Exercise prompt: Find every line in the data below that contains the word "wooden" and copy each of those lines out in full.
***** Record extracts
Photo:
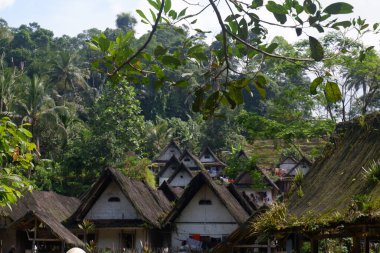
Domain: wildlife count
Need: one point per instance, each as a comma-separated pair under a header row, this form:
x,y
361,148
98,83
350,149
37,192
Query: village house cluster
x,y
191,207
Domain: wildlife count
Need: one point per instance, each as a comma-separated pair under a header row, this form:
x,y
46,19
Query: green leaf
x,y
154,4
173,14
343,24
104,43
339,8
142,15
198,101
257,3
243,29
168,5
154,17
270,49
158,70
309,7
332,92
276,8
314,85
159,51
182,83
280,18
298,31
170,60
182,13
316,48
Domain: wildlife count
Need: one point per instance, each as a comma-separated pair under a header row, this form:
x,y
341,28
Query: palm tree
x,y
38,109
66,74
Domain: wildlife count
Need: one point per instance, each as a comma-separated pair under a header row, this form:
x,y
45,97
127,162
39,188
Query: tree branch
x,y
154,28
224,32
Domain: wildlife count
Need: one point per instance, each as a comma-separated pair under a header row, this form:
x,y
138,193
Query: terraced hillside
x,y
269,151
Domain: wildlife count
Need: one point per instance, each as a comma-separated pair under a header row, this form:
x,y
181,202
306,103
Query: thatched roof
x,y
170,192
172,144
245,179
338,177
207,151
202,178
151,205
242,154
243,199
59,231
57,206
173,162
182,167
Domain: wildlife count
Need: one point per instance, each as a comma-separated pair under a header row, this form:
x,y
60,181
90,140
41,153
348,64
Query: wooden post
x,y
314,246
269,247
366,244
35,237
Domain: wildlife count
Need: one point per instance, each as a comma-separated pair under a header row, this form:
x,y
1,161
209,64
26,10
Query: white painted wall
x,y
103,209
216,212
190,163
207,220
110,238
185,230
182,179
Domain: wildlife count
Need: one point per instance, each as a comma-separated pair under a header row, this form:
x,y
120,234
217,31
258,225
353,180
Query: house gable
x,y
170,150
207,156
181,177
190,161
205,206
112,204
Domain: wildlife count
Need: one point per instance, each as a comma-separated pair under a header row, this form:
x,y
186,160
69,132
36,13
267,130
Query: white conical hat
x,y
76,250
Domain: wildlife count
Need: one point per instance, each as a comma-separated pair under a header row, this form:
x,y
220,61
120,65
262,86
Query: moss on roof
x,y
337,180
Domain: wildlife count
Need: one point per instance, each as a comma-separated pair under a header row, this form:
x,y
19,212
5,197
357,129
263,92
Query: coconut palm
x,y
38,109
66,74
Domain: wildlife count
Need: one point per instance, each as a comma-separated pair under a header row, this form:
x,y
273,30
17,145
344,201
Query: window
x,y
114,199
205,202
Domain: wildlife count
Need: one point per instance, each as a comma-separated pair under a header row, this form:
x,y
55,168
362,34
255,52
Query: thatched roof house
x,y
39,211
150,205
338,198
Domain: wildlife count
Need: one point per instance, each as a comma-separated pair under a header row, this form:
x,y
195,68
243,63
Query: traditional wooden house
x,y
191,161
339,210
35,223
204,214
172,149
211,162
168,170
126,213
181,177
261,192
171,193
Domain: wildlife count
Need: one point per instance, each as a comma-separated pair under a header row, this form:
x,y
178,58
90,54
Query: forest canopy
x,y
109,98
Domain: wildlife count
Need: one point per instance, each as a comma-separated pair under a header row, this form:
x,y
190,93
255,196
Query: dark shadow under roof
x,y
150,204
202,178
**********
***** Record extracts
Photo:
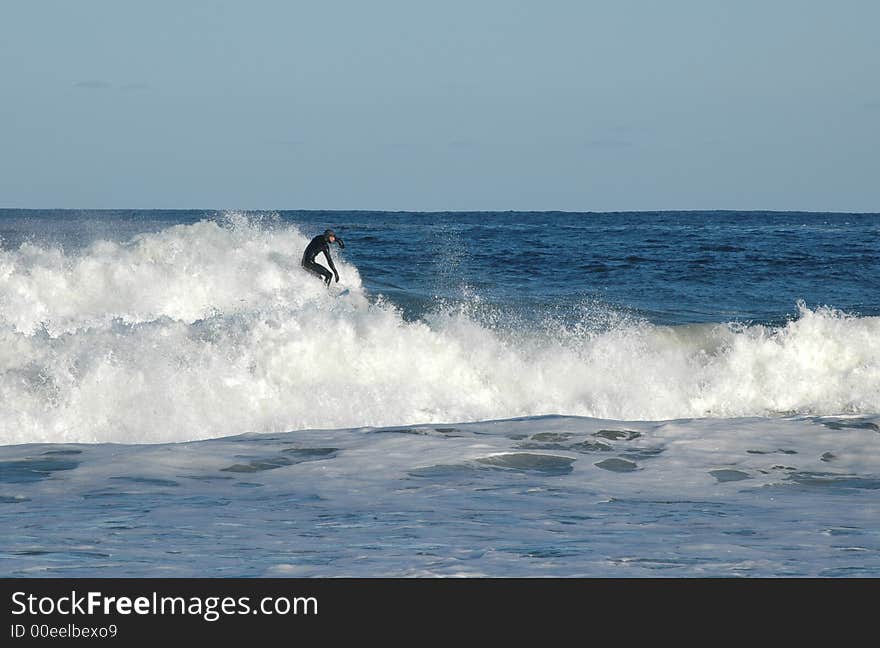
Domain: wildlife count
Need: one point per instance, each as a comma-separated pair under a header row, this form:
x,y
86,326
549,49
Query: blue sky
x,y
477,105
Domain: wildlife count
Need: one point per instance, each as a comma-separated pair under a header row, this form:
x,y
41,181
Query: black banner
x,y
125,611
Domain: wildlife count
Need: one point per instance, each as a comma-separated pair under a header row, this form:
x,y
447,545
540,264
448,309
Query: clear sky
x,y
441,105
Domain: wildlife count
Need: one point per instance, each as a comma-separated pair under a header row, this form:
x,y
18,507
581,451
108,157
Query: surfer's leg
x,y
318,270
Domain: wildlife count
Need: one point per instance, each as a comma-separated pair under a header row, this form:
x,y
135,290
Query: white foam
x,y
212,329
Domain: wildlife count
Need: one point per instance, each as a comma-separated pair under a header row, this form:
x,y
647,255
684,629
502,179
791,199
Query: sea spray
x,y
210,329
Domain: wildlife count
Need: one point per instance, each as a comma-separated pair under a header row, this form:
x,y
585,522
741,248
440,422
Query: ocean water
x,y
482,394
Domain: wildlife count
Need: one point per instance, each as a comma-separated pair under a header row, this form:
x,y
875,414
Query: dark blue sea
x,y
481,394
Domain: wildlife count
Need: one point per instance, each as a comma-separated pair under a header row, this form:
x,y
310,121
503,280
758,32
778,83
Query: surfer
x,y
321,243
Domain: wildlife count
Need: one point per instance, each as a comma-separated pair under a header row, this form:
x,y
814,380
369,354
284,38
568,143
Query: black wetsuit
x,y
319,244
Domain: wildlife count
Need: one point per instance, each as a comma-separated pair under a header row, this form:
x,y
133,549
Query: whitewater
**********
Solution below:
Query: wooden post
Query: traditional wooden house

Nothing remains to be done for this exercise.